** BRIEF **
Before returning the data, strip out the pictures and keep everything else exactly the same.

** DATASET EXTRACT **

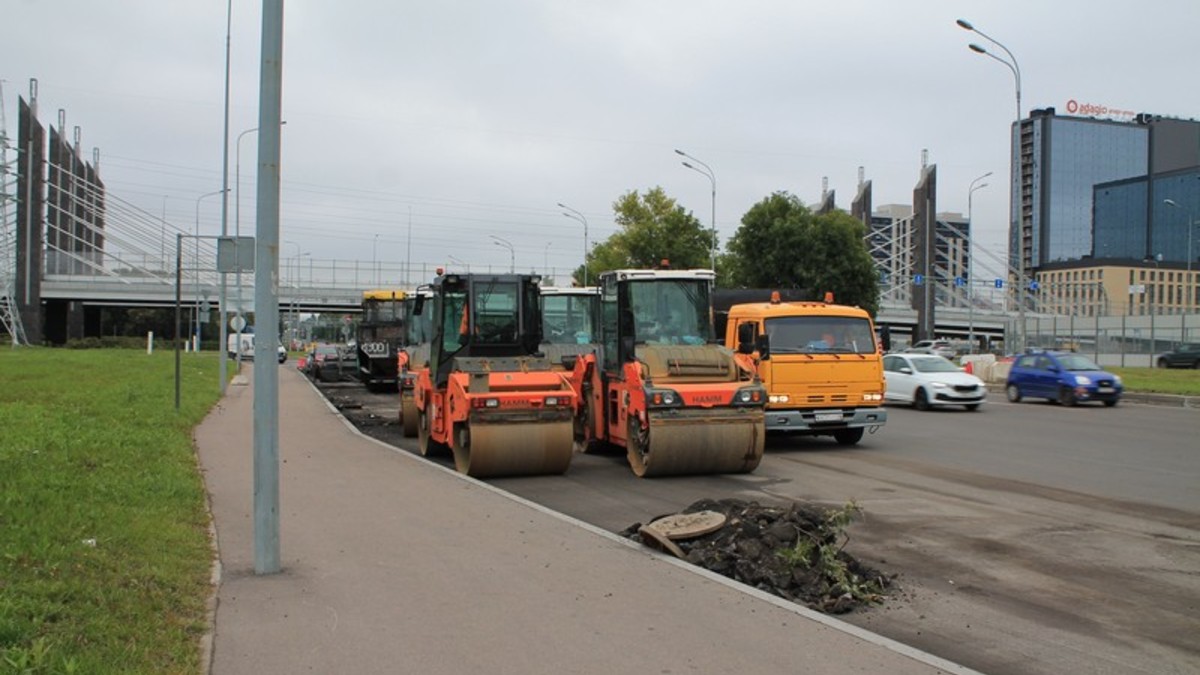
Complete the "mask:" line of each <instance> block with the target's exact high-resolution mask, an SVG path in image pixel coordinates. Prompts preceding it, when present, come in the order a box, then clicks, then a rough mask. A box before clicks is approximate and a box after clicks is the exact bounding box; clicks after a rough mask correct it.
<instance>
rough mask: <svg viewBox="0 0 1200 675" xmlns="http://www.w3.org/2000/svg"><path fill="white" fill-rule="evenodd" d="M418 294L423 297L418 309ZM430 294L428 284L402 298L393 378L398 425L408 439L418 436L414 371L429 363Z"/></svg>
mask: <svg viewBox="0 0 1200 675" xmlns="http://www.w3.org/2000/svg"><path fill="white" fill-rule="evenodd" d="M418 297H420V298H422V300H421V303H420V305H421V310H426V307H428V309H427V311H418V301H416V299H418ZM432 297H433V292H432V291H431V289H430V287H428V286H422V287H420V288H418V289H416V293H415V294H413V295H409V297H408V298H406V299H404V329H406V330H404V340H403V346H401V347H400V350H398V351H397V353H396V380H397V387H398V388H400V419H398V422H400V426H401V429H402V430H403V434H404V436H406V437H408V438H413V437H415V436H416V435H418V414H416V398H415V390H416V374H418V372H420V371H421V369H425V368H428V365H430V340H431V339H432V335H433V323H432V321H431V319H430V317H431V315H432V309H433V306H432V304H428V305H426V301H427V300H428V299H430V298H432Z"/></svg>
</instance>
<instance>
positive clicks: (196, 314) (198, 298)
mask: <svg viewBox="0 0 1200 675" xmlns="http://www.w3.org/2000/svg"><path fill="white" fill-rule="evenodd" d="M227 191H228V189H222V190H216V191H212V192H205V193H204V195H200V196H199V197H197V198H196V256H194V257H193V258H192V259H193V261H194V263H196V288H193V291H194V294H193V295H194V301H196V307H194V316H196V351H197V352H199V351H200V201H202V199H204V198H205V197H216V196H217V195H224V193H226V192H227Z"/></svg>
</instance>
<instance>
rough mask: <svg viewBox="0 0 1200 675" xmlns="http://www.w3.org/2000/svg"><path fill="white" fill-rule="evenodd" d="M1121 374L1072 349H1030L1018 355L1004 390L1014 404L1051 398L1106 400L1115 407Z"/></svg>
mask: <svg viewBox="0 0 1200 675" xmlns="http://www.w3.org/2000/svg"><path fill="white" fill-rule="evenodd" d="M1123 388H1124V387H1123V386H1122V384H1121V377H1118V376H1116V375H1112V374H1111V372H1106V371H1104V370H1103V369H1100V366H1098V365H1096V364H1094V363H1093V362H1092V359H1088V358H1086V357H1082V356H1080V354H1076V353H1072V352H1030V353H1026V354H1021V356H1019V357H1016V360H1014V362H1013V368H1012V369H1009V371H1008V381H1007V383H1006V384H1004V393H1006V394H1007V395H1008V400H1009V401H1013V402H1014V404H1015V402H1018V401H1020V400H1021V399H1024V398H1032V399H1049V400H1051V401H1058V402H1060V404H1062V405H1064V406H1073V405H1075V404H1080V402H1084V401H1103V402H1104V405H1106V406H1109V407H1112V406H1115V405H1117V401H1118V400H1121V392H1122V390H1123Z"/></svg>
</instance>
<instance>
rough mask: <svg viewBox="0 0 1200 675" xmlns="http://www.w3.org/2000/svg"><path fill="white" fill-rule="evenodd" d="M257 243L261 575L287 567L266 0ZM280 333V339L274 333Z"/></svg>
mask: <svg viewBox="0 0 1200 675" xmlns="http://www.w3.org/2000/svg"><path fill="white" fill-rule="evenodd" d="M262 44H263V47H262V71H260V76H259V85H258V129H259V132H258V203H257V214H258V222H257V232H256V234H257V241H258V243H257V246H256V247H254V312H256V323H257V324H258V335H257V336H256V339H254V573H256V574H275V573H277V572H280V364H278V359H277V358H276V348H277V347H276V340H278V328H280V288H278V271H280V155H281V153H280V137H281V133H280V131H281V129H280V126H281V124H282V121H283V120H282V117H281V108H282V100H283V0H263V38H262ZM272 337H274V339H272Z"/></svg>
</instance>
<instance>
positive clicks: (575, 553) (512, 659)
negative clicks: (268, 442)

** EXERCISE ANSWER **
Complete the "mask:" line of each <instance> block with the target's exact high-resolution mask, an SVG path in image pixel coordinates. Prompts preceding it, when present, come in the order a box, then clicks, then a rough mask. A box before clicks is approximate and a box after clicks is the exact bounding box; clicks after a rough mask correct it.
<instance>
rough mask: <svg viewBox="0 0 1200 675" xmlns="http://www.w3.org/2000/svg"><path fill="white" fill-rule="evenodd" d="M418 294L423 297L418 309ZM430 294L428 284L402 298L393 378L398 425L408 439L418 436L414 371L429 363Z"/></svg>
mask: <svg viewBox="0 0 1200 675" xmlns="http://www.w3.org/2000/svg"><path fill="white" fill-rule="evenodd" d="M418 297H420V298H422V300H421V303H420V305H421V310H426V307H428V309H427V311H418V301H416V299H418ZM432 297H433V292H432V291H431V289H430V287H428V286H422V287H420V288H418V289H416V293H415V294H413V295H409V297H408V298H406V299H404V329H406V330H404V340H403V346H401V347H400V350H398V351H397V353H396V380H397V387H398V388H400V419H398V422H400V426H401V429H402V430H403V434H404V436H406V437H408V438H413V437H415V436H416V435H418V414H416V398H415V390H416V374H418V372H420V371H421V369H425V368H428V365H430V340H431V339H432V335H433V323H432V321H431V319H430V317H431V315H432V309H433V306H432V304H428V305H426V301H427V300H428V299H430V298H432Z"/></svg>
</instance>
<instance>
positive clicks: (196, 314) (198, 298)
mask: <svg viewBox="0 0 1200 675" xmlns="http://www.w3.org/2000/svg"><path fill="white" fill-rule="evenodd" d="M227 191H228V189H222V190H216V191H212V192H205V193H204V195H200V196H199V197H197V198H196V256H194V257H193V258H192V259H193V261H194V263H196V288H193V291H194V294H193V295H194V301H196V307H194V316H196V351H197V352H199V351H200V201H202V199H204V198H205V197H216V196H217V195H224V193H226V192H227Z"/></svg>
</instance>
<instance>
rough mask: <svg viewBox="0 0 1200 675" xmlns="http://www.w3.org/2000/svg"><path fill="white" fill-rule="evenodd" d="M1121 374L1072 349H1030L1018 355L1004 390L1014 404L1051 398L1106 400L1115 407Z"/></svg>
mask: <svg viewBox="0 0 1200 675" xmlns="http://www.w3.org/2000/svg"><path fill="white" fill-rule="evenodd" d="M1123 388H1124V387H1123V386H1122V384H1121V377H1118V376H1116V375H1112V374H1111V372H1106V371H1104V370H1103V369H1100V366H1098V365H1096V364H1094V363H1093V362H1092V359H1088V358H1086V357H1082V356H1080V354H1076V353H1072V352H1030V353H1026V354H1021V356H1019V357H1016V360H1014V362H1013V368H1012V369H1009V371H1008V381H1007V383H1006V384H1004V393H1006V394H1007V395H1008V400H1009V401H1013V402H1014V404H1015V402H1018V401H1020V400H1021V399H1024V398H1032V399H1049V400H1051V401H1058V402H1060V404H1062V405H1064V406H1073V405H1075V404H1080V402H1084V401H1103V402H1104V405H1106V406H1109V407H1112V406H1115V405H1117V401H1118V400H1121V392H1122V390H1123Z"/></svg>
</instance>
<instance>
rough mask: <svg viewBox="0 0 1200 675" xmlns="http://www.w3.org/2000/svg"><path fill="white" fill-rule="evenodd" d="M257 243L261 575L287 567L266 0ZM280 333V339L274 333Z"/></svg>
mask: <svg viewBox="0 0 1200 675" xmlns="http://www.w3.org/2000/svg"><path fill="white" fill-rule="evenodd" d="M262 44H263V47H262V71H260V76H259V85H258V129H259V132H258V203H257V214H258V222H257V232H256V234H257V241H258V243H257V246H256V247H254V312H256V323H257V324H258V335H257V336H256V339H254V573H256V574H275V573H277V572H280V364H278V359H277V358H276V348H277V347H276V340H278V328H280V288H278V271H280V155H281V153H280V137H281V133H280V131H281V129H280V126H281V124H282V121H283V120H282V117H281V108H282V100H283V0H263V38H262ZM272 337H274V339H272Z"/></svg>
</instance>
<instance>
positive clicks: (575, 553) (512, 659)
negative clicks: (268, 442)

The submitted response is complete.